• **What this task involves**
Turn every one of the records below into a numbered list, one line per item, leaving out blank lines.

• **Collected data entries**
■ ■ ■ ■ ■ ■ ■
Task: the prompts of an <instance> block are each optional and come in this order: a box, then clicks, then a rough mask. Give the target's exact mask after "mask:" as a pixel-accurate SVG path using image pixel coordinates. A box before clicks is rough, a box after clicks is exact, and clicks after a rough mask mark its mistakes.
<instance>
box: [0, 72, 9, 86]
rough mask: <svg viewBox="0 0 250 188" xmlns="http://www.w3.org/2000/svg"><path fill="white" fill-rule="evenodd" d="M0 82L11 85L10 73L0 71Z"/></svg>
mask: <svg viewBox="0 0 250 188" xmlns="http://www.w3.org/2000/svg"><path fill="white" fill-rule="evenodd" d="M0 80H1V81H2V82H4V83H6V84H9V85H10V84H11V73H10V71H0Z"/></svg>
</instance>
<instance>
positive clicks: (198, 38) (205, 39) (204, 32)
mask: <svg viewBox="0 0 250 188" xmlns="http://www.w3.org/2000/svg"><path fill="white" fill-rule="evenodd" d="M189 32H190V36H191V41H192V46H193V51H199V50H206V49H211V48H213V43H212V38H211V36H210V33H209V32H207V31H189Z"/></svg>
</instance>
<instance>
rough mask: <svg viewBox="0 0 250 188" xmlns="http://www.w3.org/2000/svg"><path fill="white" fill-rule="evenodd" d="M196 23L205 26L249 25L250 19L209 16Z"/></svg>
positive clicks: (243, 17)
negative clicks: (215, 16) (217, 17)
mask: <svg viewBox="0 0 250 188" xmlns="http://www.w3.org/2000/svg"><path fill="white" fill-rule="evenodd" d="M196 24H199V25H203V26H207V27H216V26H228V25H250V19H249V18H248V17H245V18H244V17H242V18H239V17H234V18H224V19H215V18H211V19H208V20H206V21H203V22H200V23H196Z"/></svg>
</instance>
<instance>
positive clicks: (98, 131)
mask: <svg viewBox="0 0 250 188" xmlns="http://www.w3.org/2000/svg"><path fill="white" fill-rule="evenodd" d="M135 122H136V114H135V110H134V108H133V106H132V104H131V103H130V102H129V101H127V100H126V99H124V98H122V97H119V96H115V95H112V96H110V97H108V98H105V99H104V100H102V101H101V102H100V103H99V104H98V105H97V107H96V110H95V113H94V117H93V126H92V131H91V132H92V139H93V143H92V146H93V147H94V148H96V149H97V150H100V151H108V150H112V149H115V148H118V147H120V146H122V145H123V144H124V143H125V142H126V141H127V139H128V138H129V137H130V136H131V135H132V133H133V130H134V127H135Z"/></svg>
■ ■ ■ ■ ■ ■ ■
• **Answer below**
1. Task: the prompts of an <instance> block are each optional and come in this order: a box, then clicks, then a rough mask. Give the target's exact mask after "mask:" as a pixel-accurate SVG path using image pixel coordinates. A box before clicks is rough, a box after clicks is exact, and clicks after a rough mask mark its mistakes.
2. <instance>
3. box: [0, 72, 9, 86]
4. rough mask: <svg viewBox="0 0 250 188" xmlns="http://www.w3.org/2000/svg"><path fill="white" fill-rule="evenodd" d="M0 82L11 85L10 73L0 71Z"/></svg>
5. mask: <svg viewBox="0 0 250 188" xmlns="http://www.w3.org/2000/svg"><path fill="white" fill-rule="evenodd" d="M0 80H1V81H2V82H4V83H6V84H9V85H10V84H11V73H10V71H0Z"/></svg>
6. </instance>
7. <instance>
8. positive clicks: (198, 38) (205, 39) (204, 32)
9. mask: <svg viewBox="0 0 250 188" xmlns="http://www.w3.org/2000/svg"><path fill="white" fill-rule="evenodd" d="M189 32H190V36H191V41H192V46H193V51H199V50H206V49H211V48H213V43H212V38H211V36H210V33H209V32H207V31H189Z"/></svg>
10. </instance>
11. <instance>
12. rough mask: <svg viewBox="0 0 250 188" xmlns="http://www.w3.org/2000/svg"><path fill="white" fill-rule="evenodd" d="M196 23L205 26L249 25L250 19L209 16Z"/></svg>
13. positive clicks: (243, 17)
14. negative clicks: (215, 16) (217, 17)
15. mask: <svg viewBox="0 0 250 188" xmlns="http://www.w3.org/2000/svg"><path fill="white" fill-rule="evenodd" d="M196 24H199V25H203V26H207V27H216V26H228V25H250V19H249V18H248V17H245V18H244V17H242V18H239V17H234V18H224V19H215V18H211V19H208V20H206V21H203V22H200V23H196Z"/></svg>
16. </instance>
17. <instance>
18. positive clicks: (98, 131)
19. mask: <svg viewBox="0 0 250 188" xmlns="http://www.w3.org/2000/svg"><path fill="white" fill-rule="evenodd" d="M135 122H136V114H135V110H134V108H133V106H132V104H131V103H130V102H129V101H127V100H126V99H124V98H122V97H119V96H115V95H112V96H110V97H108V98H105V99H104V100H102V101H101V102H100V103H99V104H98V105H97V107H96V110H95V113H94V117H93V126H92V131H91V132H92V139H93V143H92V146H93V147H94V148H96V149H97V150H100V151H108V150H112V149H115V148H118V147H120V146H122V145H123V144H124V143H125V142H126V141H127V139H128V138H129V137H130V136H131V135H132V133H133V130H134V127H135Z"/></svg>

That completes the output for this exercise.